ЗАДАНИЕ: Замените в строках ниже «metal roof overhang» на «wooden porch railing» и приведите их целиком, больше ничего не меняя. Картинки в ответ не включайте.
======== МАТЕРИАЛ ЗАДАНИЯ
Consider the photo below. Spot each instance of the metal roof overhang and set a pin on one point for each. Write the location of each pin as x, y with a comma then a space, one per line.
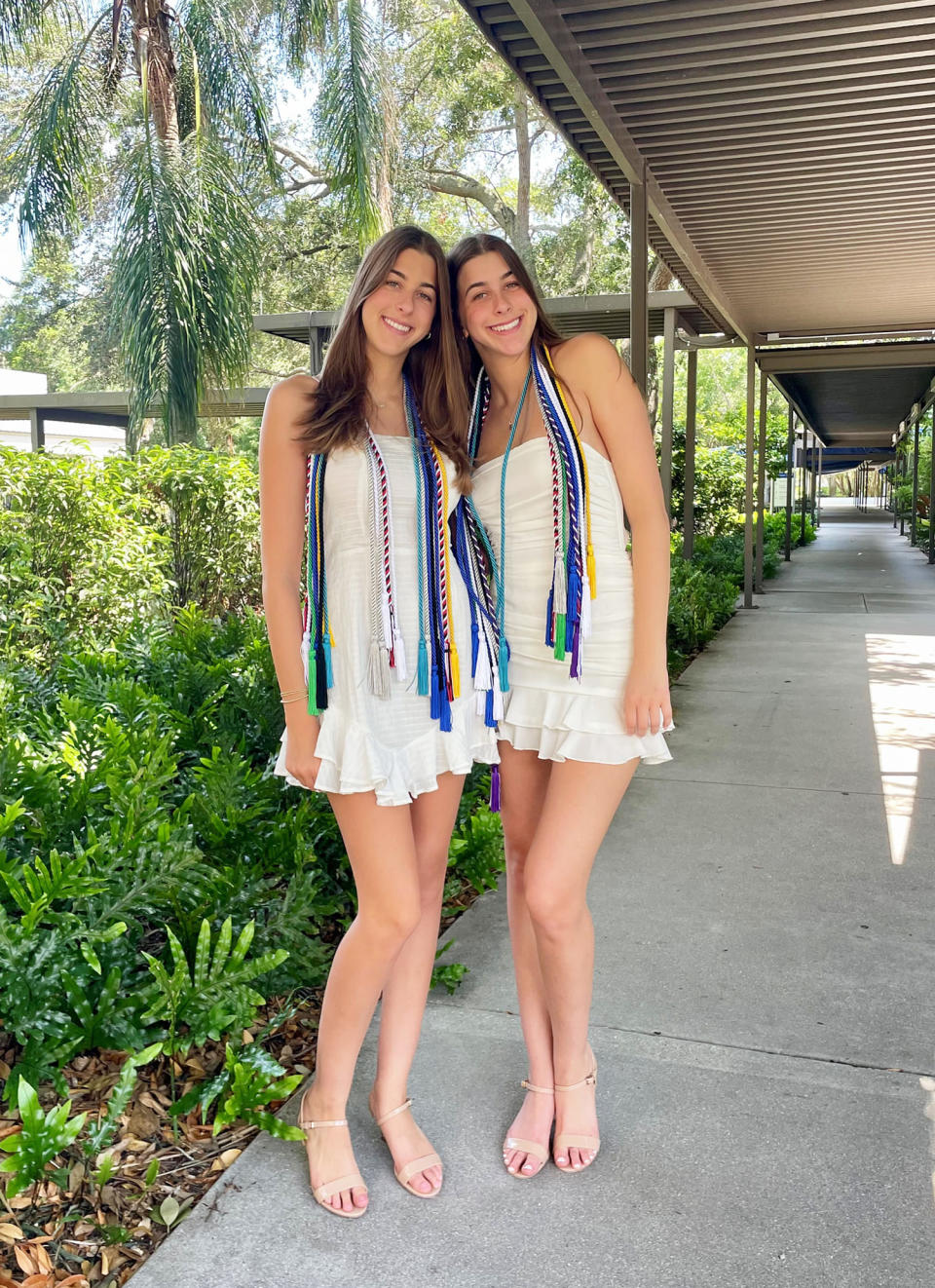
574, 313
787, 148
112, 407
854, 395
================
РЕЗУЛЬТАТ:
Consider the photo below. Spot each instance of the wooden porch railing and set a pin on one point for each. Write the location of each pin as x, y with a comma then a space, one per line.
574, 313
787, 148
112, 407
854, 395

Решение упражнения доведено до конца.